## begin Given passage

Thursday(2.4), Final Triumph of Zion (Isaiah 24-27)
 Following oracles against individual nations in Isaiah 13-23, Isaiah 24-27 describes on a worldwide scale the climactic defeat of God’s enemies and the deliverance of His people.

 Why does Isaiah’s description of the desolation of the earth (Isaiah 24) look like John’s description of events connected with 1,000 years that follow Christ’s second coming (Revelation 20)?

 As in Isaiah 13-14, aspects of literal Babylon apply to later powers, and the “king of Babylon” represents fusion of human rulers with the mastermind behind them, Satan himself. So, a message that Babylon is fallen (Isa. 21:9) can be repeated at a later time (Rev. 14:8, Rev. 18:2), and Satan is finally destroyed after Christ’s second coming (Rev. 20:10). While the destruction of literal Babylon was a judgment “day of the LORD” (Isa. 13:6, 9), another “great and terrible day of the LORD” (Joel 2:31, Mal. 4:5, compare Zeph. 1:7) is on the way.

## end Given passage
## begin Given entries

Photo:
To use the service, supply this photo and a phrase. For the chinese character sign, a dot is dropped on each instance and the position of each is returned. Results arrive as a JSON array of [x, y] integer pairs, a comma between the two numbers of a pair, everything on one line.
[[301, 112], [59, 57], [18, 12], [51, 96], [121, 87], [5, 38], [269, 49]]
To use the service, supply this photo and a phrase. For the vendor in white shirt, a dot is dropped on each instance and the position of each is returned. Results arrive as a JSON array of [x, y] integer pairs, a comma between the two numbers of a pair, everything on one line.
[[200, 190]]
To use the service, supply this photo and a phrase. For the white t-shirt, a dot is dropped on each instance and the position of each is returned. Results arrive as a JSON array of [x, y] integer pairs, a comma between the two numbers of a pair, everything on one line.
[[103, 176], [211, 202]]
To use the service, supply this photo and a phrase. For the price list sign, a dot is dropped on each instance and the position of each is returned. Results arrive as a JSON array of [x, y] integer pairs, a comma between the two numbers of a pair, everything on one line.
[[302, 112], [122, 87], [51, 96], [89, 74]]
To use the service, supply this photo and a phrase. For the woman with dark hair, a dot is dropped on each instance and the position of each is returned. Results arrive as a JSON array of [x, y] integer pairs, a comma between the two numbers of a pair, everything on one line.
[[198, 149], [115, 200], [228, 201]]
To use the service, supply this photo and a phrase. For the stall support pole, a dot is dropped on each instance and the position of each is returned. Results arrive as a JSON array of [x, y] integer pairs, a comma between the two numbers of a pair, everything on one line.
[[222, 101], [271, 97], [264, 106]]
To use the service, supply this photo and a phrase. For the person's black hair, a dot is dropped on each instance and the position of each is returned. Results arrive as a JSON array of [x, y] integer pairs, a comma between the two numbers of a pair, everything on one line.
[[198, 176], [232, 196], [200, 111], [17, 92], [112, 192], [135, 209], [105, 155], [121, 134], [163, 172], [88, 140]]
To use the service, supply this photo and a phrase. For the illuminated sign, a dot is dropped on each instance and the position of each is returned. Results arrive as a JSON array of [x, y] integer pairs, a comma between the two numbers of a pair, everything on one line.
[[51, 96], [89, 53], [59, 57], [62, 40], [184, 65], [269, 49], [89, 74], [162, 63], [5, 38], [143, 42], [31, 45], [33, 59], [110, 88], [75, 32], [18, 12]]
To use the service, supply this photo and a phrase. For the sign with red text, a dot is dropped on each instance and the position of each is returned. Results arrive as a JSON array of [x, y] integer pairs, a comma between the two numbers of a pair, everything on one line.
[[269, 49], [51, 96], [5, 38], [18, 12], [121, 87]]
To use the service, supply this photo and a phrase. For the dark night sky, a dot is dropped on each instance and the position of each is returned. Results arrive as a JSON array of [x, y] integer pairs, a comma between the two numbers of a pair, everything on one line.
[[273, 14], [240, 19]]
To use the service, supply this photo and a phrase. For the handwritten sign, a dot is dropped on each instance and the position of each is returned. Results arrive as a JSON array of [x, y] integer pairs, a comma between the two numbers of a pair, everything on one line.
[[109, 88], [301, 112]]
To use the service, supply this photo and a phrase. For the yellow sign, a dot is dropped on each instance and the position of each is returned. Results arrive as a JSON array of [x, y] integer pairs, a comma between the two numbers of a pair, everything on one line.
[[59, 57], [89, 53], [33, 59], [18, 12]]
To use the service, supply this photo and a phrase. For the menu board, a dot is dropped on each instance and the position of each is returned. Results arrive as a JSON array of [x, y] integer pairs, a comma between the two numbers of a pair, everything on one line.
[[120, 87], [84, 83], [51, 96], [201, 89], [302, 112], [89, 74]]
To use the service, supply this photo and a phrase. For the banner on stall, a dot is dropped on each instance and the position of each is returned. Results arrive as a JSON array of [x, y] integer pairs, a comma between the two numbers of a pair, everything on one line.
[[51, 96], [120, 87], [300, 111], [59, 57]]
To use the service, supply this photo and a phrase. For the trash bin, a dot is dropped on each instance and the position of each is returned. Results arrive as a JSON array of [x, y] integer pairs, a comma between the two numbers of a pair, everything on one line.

## end Given entries
## begin Given entries

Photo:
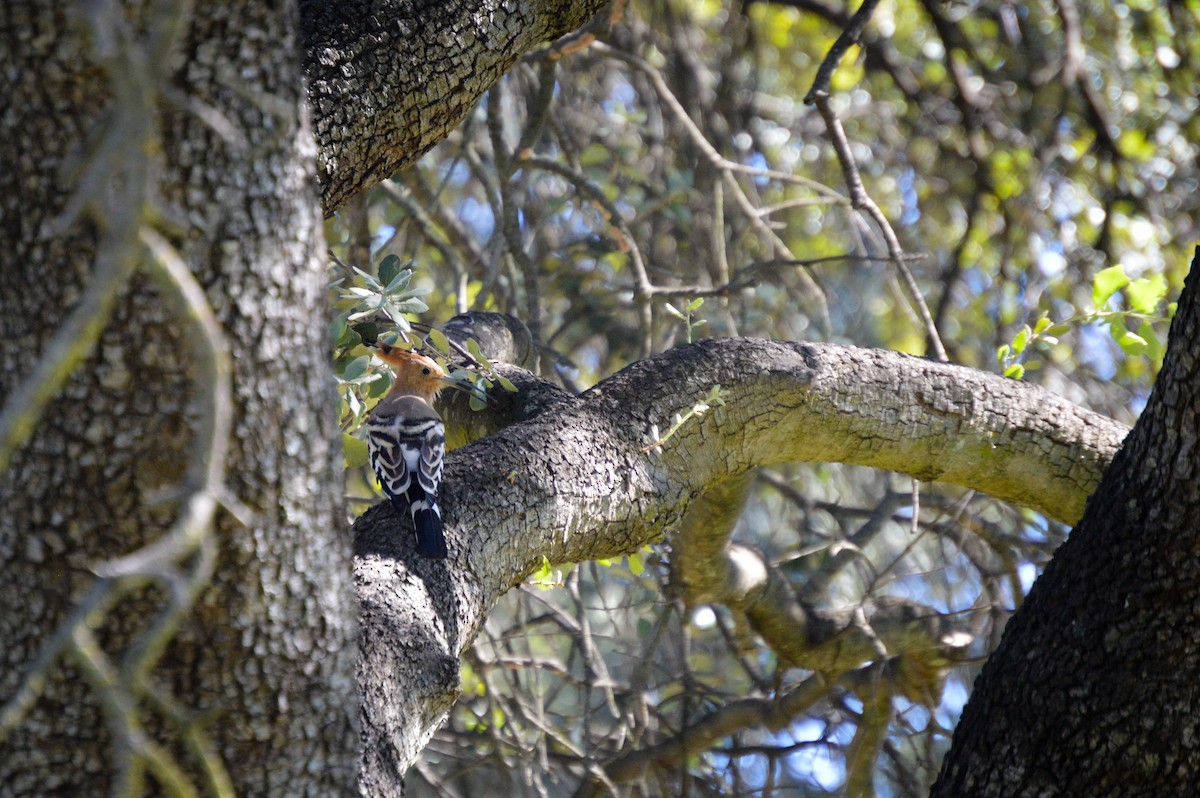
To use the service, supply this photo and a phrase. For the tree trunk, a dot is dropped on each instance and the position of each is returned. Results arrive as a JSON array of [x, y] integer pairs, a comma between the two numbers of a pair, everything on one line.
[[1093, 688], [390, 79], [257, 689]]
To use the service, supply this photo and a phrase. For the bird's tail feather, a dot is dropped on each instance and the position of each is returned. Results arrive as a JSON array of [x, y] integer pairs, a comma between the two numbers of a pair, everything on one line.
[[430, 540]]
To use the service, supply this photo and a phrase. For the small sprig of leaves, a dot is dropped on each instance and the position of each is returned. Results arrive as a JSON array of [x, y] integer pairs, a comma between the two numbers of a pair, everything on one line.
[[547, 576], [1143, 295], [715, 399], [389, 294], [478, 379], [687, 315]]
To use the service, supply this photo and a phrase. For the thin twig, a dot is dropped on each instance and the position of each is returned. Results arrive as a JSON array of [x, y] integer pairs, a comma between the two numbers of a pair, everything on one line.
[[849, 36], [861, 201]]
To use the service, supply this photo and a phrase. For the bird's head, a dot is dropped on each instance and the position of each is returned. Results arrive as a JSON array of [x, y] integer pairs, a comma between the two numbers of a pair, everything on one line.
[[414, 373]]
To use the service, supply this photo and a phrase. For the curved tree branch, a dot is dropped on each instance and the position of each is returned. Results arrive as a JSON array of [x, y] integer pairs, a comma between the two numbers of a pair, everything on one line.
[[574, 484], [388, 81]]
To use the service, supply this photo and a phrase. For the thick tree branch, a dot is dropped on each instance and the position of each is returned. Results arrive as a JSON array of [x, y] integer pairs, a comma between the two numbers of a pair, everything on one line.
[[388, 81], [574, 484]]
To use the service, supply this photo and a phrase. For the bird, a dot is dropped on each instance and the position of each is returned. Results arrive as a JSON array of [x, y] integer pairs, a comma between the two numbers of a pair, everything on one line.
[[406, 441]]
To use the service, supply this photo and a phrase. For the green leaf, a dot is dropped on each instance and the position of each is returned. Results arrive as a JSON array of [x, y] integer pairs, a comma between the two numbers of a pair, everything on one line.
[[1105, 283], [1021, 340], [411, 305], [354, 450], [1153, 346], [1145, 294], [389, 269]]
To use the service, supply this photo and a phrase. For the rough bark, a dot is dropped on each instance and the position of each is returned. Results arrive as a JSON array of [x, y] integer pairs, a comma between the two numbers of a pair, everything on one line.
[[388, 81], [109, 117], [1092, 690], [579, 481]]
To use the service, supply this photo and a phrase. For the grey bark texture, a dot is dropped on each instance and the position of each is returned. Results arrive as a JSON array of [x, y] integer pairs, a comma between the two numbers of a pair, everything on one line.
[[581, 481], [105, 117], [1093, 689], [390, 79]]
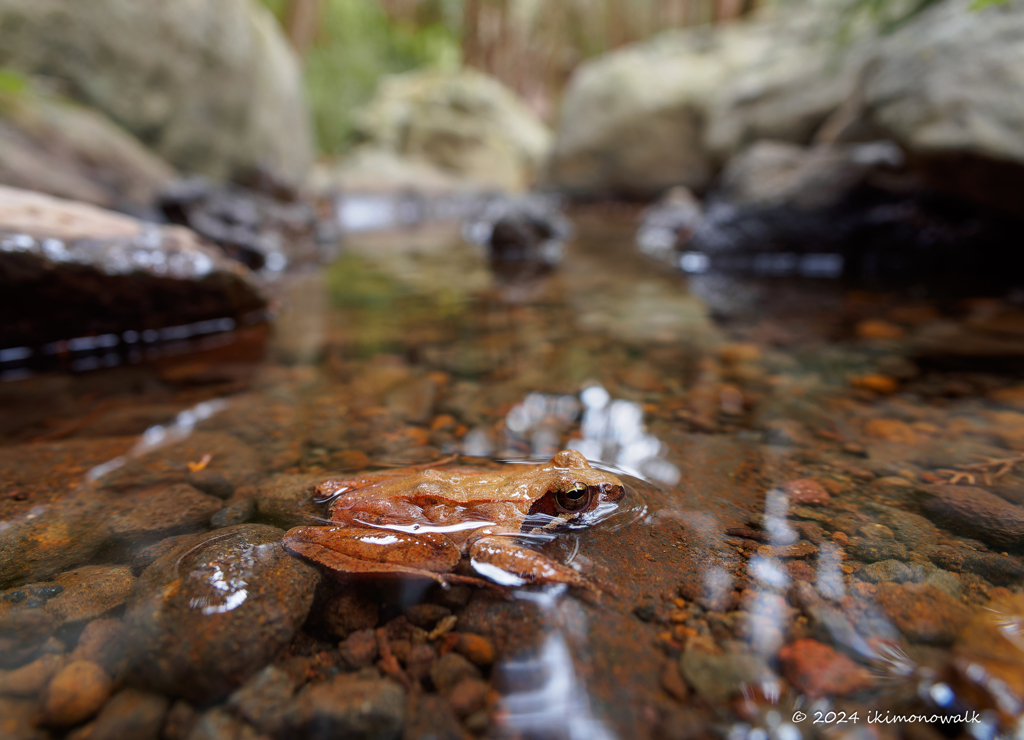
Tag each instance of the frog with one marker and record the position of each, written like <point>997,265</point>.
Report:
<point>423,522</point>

## end Given entries

__Required actions__.
1. From the rows, extract word for word the lines from the one containing "For the white" up to and including the one containing "[[103, 176], [211, 202]]".
2. Continue the Isaiah passage from the point where it stops.
The Isaiah passage and the rows were taken from unrelated sources.

__Answers by task__.
1.
To use the service, supply this photo and a phrase. For the white t-shirt, a dot is dropped on each instance and the position of each is returned. Results arrive as a JSON array of [x, y] integer pairs, a comma between the two numbers of a pair, everything on one line.
[[103, 176], [211, 202]]

2.
 Similarly, in Isaiah 24 the prophet’s vision reaches through conditions with which he is familiar to the time when “the moon will be abashed, and the sun ashamed; for the LORD of hosts will reign on Mount Zion and in Jerusalem” (Isa. 24:23, NRSV). Isaiah undoubtedly thought the vision applied to the Jerusalem he knew, but the book of Revelation explains that it will actually be fulfilled in the New Jerusalem (Rev. 21:2). “And the city has no need of sun or moon to shine on it, for the glory of God is its light, and its lamp is the Lamb” (Rev. 21:23, NRSV).

 Does God really destroy the wicked?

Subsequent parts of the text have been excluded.